(Location annotation dataset excerpts)
┄┄┄┄┄┄
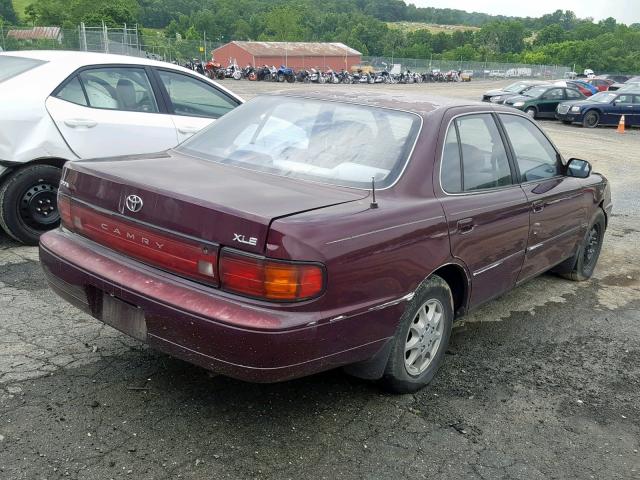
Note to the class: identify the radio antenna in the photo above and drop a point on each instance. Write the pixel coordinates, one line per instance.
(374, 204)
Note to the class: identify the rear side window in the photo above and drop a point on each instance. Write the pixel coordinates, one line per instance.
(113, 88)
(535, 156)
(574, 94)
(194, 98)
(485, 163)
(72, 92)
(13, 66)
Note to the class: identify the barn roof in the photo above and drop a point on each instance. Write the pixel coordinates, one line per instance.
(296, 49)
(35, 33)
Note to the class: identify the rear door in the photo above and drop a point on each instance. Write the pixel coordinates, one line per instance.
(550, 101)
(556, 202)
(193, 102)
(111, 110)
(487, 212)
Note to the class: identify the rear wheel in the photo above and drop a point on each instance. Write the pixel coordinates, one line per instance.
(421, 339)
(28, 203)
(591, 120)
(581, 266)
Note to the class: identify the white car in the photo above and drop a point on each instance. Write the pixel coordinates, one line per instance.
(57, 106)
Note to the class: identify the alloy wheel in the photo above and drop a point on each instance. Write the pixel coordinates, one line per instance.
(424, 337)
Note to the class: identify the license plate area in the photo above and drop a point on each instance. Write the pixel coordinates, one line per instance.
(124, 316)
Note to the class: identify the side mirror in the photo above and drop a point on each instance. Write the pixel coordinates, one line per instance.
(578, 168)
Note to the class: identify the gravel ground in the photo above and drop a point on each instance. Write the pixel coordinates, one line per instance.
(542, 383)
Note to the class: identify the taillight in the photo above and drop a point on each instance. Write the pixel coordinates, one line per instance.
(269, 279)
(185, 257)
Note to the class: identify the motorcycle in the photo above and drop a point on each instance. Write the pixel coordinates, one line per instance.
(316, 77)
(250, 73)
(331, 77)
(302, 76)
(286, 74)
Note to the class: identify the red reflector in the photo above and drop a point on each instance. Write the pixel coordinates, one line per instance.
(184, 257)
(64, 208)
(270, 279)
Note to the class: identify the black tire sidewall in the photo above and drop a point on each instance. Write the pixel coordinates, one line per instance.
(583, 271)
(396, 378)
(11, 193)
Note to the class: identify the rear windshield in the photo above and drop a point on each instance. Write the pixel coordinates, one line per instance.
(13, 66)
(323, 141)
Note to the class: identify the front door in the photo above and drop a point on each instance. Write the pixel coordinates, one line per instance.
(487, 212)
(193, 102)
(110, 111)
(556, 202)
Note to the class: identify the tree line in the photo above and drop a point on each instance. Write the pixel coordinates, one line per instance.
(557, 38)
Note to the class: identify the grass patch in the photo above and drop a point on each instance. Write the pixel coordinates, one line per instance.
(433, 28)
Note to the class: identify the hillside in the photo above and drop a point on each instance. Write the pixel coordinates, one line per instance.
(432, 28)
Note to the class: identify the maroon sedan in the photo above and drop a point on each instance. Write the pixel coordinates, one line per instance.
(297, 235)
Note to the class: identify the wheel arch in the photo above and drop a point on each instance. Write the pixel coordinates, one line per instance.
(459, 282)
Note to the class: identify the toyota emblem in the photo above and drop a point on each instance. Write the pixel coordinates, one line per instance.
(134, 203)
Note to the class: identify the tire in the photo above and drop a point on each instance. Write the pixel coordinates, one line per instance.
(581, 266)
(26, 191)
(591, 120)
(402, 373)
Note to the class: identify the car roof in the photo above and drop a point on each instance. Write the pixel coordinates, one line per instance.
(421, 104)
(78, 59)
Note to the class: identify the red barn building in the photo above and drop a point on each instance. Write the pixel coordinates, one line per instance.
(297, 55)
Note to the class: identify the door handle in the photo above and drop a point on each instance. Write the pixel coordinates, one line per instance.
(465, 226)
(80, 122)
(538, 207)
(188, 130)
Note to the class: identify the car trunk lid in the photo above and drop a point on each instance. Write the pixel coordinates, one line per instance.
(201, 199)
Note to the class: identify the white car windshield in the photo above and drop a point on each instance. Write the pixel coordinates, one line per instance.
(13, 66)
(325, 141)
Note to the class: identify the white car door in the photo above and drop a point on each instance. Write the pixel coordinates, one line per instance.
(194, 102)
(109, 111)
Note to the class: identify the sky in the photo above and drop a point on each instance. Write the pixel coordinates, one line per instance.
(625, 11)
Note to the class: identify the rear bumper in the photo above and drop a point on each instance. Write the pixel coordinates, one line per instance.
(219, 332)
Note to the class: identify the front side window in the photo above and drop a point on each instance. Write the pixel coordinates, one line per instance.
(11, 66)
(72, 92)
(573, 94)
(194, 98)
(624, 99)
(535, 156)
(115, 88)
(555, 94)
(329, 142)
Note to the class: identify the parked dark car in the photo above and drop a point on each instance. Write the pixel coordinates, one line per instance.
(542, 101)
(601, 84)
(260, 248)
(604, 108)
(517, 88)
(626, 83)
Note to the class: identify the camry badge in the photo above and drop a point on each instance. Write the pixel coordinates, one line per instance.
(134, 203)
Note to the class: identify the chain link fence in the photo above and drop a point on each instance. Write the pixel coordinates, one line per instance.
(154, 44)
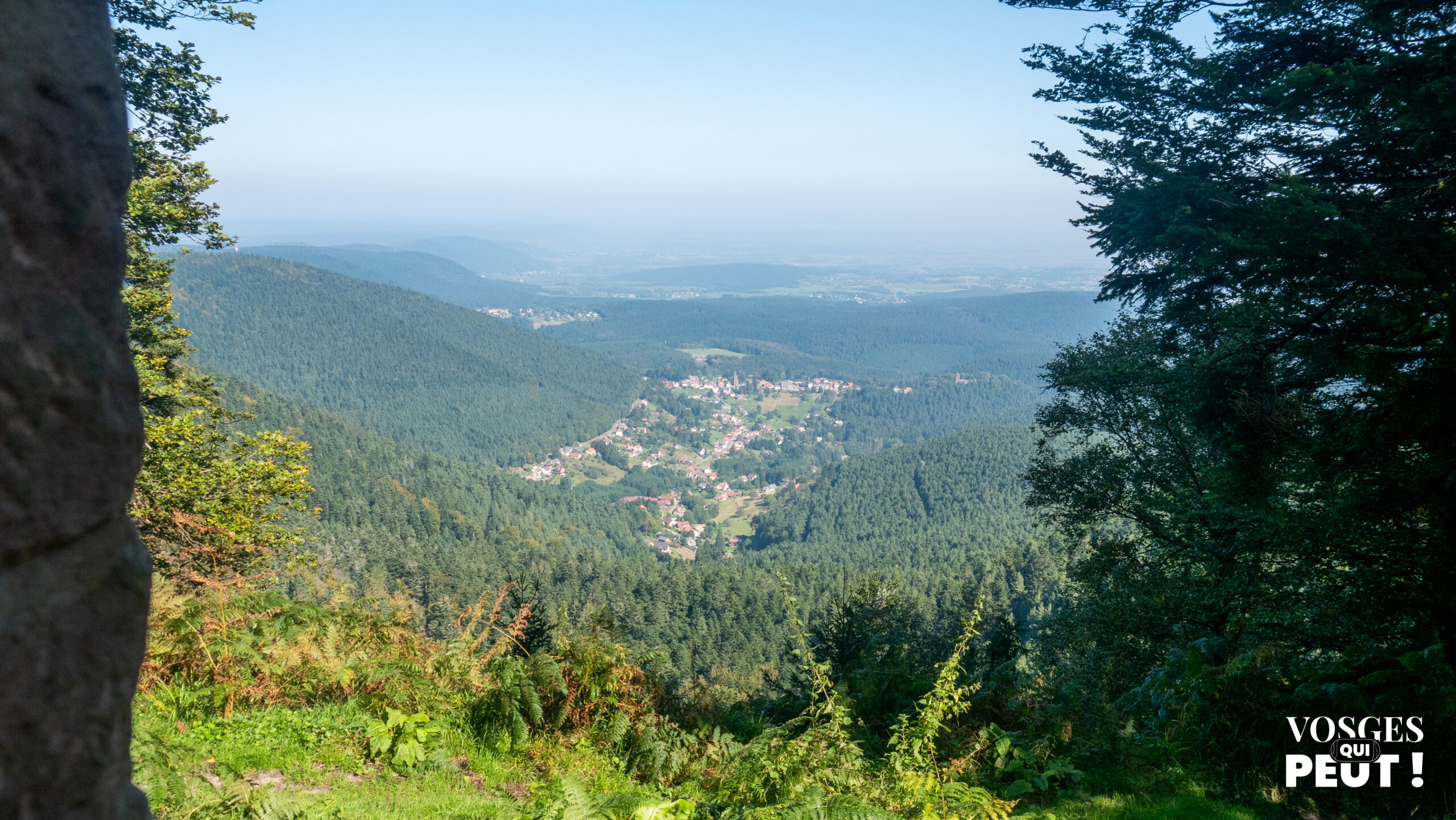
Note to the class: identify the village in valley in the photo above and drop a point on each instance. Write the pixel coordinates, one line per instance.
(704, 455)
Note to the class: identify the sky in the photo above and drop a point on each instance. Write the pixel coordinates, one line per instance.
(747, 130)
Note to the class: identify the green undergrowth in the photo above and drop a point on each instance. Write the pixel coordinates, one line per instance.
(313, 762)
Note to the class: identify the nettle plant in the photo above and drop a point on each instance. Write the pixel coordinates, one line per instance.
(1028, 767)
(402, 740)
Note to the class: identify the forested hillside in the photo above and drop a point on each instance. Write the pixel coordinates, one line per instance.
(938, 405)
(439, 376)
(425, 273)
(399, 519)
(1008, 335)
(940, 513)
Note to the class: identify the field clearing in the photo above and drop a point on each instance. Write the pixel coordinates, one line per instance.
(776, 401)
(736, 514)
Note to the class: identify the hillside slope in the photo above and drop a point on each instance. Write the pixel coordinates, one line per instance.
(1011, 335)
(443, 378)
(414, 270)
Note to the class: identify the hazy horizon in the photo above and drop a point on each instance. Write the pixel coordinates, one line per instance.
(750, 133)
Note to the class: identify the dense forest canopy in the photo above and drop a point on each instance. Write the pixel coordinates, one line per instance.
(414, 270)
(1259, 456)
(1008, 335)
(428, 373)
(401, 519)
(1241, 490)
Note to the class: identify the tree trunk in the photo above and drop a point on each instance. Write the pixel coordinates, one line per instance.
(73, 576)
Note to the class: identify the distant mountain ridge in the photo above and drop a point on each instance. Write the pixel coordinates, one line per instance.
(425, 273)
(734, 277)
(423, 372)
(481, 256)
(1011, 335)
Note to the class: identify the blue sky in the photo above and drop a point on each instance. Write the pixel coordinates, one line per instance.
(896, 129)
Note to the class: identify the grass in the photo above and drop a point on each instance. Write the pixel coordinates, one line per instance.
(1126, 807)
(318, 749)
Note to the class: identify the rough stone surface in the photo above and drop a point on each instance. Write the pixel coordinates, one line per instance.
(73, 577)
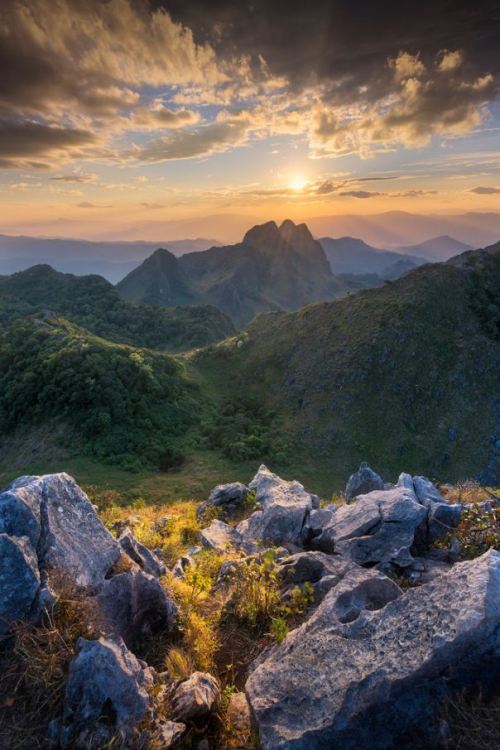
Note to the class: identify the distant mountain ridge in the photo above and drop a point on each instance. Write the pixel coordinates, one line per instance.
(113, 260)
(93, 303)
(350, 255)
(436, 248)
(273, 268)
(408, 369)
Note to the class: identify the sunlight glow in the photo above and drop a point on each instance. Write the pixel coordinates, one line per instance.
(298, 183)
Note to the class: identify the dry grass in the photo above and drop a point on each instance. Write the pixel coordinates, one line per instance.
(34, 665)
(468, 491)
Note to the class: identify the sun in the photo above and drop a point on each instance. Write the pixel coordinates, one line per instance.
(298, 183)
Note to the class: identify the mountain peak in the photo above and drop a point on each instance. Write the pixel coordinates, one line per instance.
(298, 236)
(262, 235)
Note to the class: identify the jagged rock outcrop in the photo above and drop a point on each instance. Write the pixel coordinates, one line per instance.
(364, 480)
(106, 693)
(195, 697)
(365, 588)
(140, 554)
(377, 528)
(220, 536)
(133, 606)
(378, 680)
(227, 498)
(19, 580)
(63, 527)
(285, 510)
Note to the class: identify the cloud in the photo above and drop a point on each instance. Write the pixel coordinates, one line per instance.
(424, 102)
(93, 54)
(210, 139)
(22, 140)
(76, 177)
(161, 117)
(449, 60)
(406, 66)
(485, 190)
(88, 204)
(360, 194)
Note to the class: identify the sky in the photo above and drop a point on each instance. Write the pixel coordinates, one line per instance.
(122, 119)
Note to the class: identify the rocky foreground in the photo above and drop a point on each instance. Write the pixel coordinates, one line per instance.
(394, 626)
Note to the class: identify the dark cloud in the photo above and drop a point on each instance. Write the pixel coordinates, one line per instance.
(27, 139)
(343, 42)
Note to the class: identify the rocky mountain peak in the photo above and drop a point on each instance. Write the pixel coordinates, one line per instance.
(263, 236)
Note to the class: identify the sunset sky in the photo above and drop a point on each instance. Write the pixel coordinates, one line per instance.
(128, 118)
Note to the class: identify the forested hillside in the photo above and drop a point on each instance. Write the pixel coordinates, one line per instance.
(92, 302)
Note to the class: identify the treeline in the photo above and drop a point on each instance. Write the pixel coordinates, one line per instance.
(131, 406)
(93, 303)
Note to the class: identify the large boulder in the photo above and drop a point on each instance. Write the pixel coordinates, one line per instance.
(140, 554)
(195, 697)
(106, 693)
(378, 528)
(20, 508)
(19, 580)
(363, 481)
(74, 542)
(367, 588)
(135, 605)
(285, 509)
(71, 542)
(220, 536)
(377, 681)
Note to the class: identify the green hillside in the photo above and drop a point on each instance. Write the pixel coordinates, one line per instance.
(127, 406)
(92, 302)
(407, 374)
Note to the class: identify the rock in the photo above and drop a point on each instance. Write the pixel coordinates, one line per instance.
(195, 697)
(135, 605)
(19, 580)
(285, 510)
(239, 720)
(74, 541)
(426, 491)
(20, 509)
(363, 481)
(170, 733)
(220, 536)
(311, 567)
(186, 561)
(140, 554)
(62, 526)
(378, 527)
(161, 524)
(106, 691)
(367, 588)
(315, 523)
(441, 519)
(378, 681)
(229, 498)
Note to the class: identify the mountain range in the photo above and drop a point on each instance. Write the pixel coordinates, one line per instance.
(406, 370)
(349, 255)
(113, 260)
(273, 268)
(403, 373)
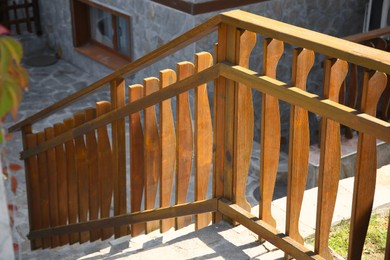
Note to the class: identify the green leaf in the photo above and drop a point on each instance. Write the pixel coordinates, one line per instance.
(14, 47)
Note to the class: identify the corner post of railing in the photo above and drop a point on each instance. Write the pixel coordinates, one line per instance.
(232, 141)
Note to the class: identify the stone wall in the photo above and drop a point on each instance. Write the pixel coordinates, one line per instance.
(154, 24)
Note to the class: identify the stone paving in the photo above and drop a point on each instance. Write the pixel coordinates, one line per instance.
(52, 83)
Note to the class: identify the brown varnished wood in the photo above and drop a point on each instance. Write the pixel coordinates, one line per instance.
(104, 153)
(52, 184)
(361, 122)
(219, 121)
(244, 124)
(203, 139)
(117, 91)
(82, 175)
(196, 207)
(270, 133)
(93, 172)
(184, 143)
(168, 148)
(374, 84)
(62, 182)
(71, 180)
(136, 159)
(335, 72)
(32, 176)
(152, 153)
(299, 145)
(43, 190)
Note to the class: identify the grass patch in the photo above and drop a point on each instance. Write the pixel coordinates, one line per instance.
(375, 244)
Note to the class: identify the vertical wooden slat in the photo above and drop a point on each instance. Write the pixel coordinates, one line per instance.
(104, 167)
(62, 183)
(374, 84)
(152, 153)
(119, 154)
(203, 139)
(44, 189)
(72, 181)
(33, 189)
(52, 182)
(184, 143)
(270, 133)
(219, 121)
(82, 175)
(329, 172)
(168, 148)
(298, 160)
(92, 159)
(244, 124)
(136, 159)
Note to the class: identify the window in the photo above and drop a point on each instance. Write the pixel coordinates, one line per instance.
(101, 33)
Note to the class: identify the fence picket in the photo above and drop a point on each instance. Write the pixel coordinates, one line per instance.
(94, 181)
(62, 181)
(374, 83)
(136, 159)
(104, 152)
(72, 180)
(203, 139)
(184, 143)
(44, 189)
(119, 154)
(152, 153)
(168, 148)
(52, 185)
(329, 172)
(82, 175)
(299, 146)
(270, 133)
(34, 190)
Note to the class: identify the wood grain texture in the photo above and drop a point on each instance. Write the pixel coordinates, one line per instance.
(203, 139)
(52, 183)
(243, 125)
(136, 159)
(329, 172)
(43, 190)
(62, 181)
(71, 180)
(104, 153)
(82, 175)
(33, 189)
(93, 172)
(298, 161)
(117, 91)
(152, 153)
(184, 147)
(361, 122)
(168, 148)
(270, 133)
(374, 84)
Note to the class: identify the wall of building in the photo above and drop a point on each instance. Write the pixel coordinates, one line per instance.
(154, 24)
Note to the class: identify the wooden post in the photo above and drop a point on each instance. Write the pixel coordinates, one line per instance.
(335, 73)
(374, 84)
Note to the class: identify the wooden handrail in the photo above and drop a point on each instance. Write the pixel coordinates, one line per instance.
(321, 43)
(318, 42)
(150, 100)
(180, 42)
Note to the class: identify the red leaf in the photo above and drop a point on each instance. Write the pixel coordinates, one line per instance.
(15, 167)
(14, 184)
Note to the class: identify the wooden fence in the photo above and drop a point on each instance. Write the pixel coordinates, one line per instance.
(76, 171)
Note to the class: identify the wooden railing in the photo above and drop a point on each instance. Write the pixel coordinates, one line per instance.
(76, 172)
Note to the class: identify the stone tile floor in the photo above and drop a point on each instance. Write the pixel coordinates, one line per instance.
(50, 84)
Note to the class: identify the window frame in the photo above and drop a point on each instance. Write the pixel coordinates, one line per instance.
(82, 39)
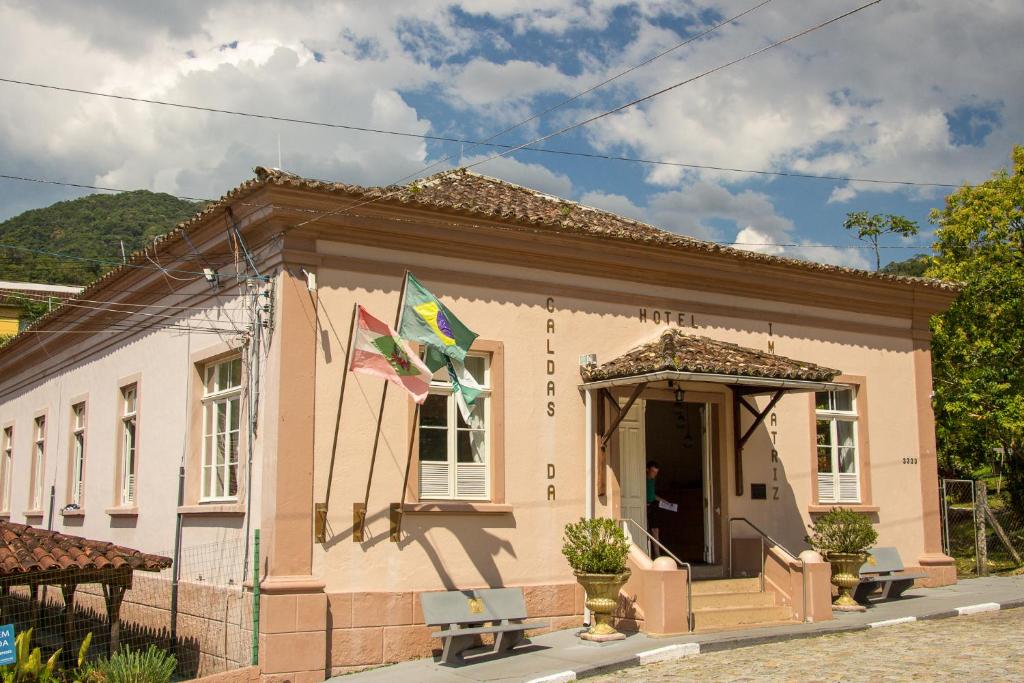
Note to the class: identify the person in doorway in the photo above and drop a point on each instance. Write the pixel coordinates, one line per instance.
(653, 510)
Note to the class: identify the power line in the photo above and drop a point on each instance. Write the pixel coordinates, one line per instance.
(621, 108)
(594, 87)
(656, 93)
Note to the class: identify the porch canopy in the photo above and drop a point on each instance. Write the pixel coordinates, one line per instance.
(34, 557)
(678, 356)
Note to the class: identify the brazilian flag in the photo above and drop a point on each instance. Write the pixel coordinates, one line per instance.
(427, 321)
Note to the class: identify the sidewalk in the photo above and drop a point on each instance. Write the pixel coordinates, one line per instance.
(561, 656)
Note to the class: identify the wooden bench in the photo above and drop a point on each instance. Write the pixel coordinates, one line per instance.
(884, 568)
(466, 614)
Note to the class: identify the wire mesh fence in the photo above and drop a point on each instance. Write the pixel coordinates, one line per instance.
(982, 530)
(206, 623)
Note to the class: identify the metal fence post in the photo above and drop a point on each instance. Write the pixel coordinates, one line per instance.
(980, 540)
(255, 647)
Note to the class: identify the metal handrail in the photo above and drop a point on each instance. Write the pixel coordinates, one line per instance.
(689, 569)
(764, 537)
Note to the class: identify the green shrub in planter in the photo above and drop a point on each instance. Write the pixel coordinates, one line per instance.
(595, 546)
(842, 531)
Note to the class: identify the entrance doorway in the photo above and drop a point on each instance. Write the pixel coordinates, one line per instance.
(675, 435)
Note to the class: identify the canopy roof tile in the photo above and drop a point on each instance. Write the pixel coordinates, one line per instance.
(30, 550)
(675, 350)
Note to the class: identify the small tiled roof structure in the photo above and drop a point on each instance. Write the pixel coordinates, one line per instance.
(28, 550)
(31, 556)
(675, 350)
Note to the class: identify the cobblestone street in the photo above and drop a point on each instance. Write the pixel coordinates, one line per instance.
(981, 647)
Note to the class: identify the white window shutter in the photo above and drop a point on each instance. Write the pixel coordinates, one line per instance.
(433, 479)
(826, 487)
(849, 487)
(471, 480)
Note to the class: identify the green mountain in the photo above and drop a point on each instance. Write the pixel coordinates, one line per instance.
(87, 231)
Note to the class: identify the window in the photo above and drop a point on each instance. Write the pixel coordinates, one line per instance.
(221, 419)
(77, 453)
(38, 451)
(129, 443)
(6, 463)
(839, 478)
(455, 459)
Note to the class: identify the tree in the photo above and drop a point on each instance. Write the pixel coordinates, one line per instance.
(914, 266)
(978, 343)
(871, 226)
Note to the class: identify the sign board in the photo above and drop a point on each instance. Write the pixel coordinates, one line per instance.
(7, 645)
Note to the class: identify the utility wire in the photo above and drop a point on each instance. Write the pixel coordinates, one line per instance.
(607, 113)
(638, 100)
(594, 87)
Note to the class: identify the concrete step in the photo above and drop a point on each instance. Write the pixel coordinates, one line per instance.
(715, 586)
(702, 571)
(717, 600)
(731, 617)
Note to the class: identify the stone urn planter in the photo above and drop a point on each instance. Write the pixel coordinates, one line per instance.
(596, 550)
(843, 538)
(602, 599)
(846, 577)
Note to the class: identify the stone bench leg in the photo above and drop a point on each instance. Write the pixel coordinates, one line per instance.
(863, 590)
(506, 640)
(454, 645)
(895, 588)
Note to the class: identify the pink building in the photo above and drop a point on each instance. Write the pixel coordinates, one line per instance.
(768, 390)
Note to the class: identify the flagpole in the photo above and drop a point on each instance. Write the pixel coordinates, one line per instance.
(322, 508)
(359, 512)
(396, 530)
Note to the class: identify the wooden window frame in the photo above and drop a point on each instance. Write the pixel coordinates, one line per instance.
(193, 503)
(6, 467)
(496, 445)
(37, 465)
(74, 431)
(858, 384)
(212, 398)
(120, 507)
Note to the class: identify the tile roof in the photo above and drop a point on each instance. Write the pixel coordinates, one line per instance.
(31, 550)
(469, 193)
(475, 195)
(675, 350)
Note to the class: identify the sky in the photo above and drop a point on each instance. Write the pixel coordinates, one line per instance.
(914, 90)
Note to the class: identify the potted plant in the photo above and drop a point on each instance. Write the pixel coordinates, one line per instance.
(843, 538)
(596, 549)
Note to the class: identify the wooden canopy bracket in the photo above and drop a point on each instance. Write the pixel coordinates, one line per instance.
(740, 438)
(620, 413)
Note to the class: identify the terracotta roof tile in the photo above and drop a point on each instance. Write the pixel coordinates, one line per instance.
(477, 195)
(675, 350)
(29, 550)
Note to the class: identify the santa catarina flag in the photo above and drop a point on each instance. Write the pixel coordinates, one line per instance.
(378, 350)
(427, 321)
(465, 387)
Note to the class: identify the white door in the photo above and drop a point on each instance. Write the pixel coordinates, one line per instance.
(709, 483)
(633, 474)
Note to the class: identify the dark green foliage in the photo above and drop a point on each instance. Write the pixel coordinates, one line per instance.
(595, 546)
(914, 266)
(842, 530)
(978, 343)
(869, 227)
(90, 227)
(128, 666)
┄┄┄┄┄┄
- _What the task asks_
Starting from the line containing "Note to the class: identify the potted" and ending with the final line of the data, reproduce each line exactly as it appears, including no other lines.

- _Finished exercise_
Note to the class: identify the potted plant in the photo above and drop a point on each instance. Write the pixel coordinates, one line per instance.
(843, 538)
(596, 549)
Note to the class: identify the wooden canopy bracket in the photo above and drop a point on each instance. Write the pixel coordinates, one line per instance.
(740, 438)
(620, 413)
Note to the class: identify the terracotta roof tile in the photo above and drop a point on each instance. Write the pixel coordinates, one line per instance.
(477, 195)
(675, 350)
(29, 550)
Note to the class: identify the santa catarina flag in the photo above and drop a point on each instance. Write the pixel coordinates, one line per instance.
(378, 350)
(427, 321)
(465, 387)
Note to the class: identify the white door in the photo above and drop a point on each instance. Write the pixel coordinates, one line per instance.
(709, 483)
(633, 474)
Note to the class: identify the dark green foliage in the photo above and drop a point on each instance. Write the pixel coordinates, one line per instance.
(595, 546)
(914, 266)
(842, 530)
(978, 343)
(869, 227)
(90, 227)
(128, 666)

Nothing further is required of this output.